▼▼▼

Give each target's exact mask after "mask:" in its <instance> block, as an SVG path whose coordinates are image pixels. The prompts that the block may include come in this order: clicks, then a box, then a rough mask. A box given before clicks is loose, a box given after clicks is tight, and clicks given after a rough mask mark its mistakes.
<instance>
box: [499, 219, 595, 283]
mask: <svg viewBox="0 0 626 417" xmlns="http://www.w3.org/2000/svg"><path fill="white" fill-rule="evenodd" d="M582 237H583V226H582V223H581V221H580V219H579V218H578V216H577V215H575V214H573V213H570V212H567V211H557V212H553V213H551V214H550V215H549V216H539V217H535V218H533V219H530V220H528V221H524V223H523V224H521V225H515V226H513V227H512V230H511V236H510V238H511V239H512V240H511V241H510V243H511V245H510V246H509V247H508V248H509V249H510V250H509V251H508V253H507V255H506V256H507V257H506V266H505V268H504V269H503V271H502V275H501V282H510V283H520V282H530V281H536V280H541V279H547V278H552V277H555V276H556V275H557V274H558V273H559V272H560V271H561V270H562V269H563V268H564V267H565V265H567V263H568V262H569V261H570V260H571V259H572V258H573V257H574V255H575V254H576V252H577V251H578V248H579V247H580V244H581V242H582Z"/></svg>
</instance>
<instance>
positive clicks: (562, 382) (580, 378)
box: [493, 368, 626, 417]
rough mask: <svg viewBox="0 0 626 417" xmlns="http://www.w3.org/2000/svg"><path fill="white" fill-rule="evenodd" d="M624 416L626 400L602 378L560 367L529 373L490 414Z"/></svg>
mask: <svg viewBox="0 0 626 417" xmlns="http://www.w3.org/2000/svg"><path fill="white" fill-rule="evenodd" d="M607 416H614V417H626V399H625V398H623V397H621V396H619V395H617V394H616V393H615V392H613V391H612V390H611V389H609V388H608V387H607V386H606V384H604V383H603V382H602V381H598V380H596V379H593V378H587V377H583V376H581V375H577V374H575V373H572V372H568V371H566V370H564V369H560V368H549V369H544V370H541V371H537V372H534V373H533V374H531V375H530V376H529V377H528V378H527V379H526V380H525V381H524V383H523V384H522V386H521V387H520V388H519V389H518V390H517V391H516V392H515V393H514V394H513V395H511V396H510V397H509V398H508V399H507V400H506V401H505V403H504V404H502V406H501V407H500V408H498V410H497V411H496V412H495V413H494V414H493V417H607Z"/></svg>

▲▲▲

**Task to carry out:** Please repeat the listing exactly, with nothing left out.

**Expected answer:**
Give each target's exact mask after "mask:" in its <instance> block, as an SVG path whose coordinates are image pixels. The prompts that the block may include come in this order: clicks, then a box, then a rough mask. A box given before clicks is loose, a box given after clicks is tight, and clicks given after a rough mask mark its mistakes.
<instance>
box: [499, 219, 595, 283]
mask: <svg viewBox="0 0 626 417" xmlns="http://www.w3.org/2000/svg"><path fill="white" fill-rule="evenodd" d="M582 237H583V226H582V223H581V221H580V219H579V218H578V216H577V215H575V214H573V213H570V212H567V211H557V212H553V213H551V214H550V215H549V216H539V217H535V218H533V219H530V220H528V221H524V223H523V224H521V225H515V226H513V227H512V230H511V236H510V238H511V239H512V240H511V241H510V243H511V245H510V246H509V247H508V248H509V249H510V250H509V251H508V253H507V255H506V256H507V257H506V266H505V268H504V269H503V271H502V275H501V282H510V283H520V282H530V281H536V280H541V279H547V278H552V277H555V276H556V275H557V274H558V273H559V272H560V271H561V270H562V269H563V268H564V267H565V265H567V263H568V262H569V261H570V260H571V259H572V258H573V257H574V255H575V254H576V252H577V251H578V248H579V247H580V244H581V242H582Z"/></svg>
</instance>
<instance>
positive clicks: (562, 382) (580, 378)
box: [493, 368, 626, 417]
rough mask: <svg viewBox="0 0 626 417" xmlns="http://www.w3.org/2000/svg"><path fill="white" fill-rule="evenodd" d="M624 416L626 400L602 378L560 367L529 373L490 414Z"/></svg>
mask: <svg viewBox="0 0 626 417" xmlns="http://www.w3.org/2000/svg"><path fill="white" fill-rule="evenodd" d="M607 416H614V417H626V399H625V398H623V397H621V396H619V395H617V394H616V393H615V392H613V391H612V390H611V389H609V388H608V387H607V386H606V384H604V383H603V382H602V381H598V380H596V379H593V378H587V377H583V376H581V375H577V374H575V373H572V372H568V371H566V370H564V369H560V368H549V369H544V370H541V371H537V372H534V373H533V374H531V375H530V376H529V377H528V378H527V379H526V380H525V381H524V383H523V384H522V386H521V387H520V388H519V389H518V390H517V391H516V392H515V393H514V394H513V395H511V396H510V397H509V398H508V399H507V400H506V401H505V403H504V404H502V406H501V407H500V408H498V410H497V411H496V412H495V413H494V414H493V417H607Z"/></svg>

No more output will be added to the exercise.